▶ [Exercise brief]:
Reproduce the listing below precisely, leaving every line intact.
** Opening Available data block **
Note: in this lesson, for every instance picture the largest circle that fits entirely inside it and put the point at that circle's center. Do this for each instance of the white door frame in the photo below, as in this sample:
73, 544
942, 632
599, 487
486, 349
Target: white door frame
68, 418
** Closing Available data block **
▶ [Solved problem]:
Note: in this lesson, for every instance picture the largest circle that fits entirely inside it and put the point at that circle's center. Do this for each instance of the white door frame in the photo below, as in this sample:
73, 544
942, 632
599, 487
486, 349
Target: white door frame
68, 418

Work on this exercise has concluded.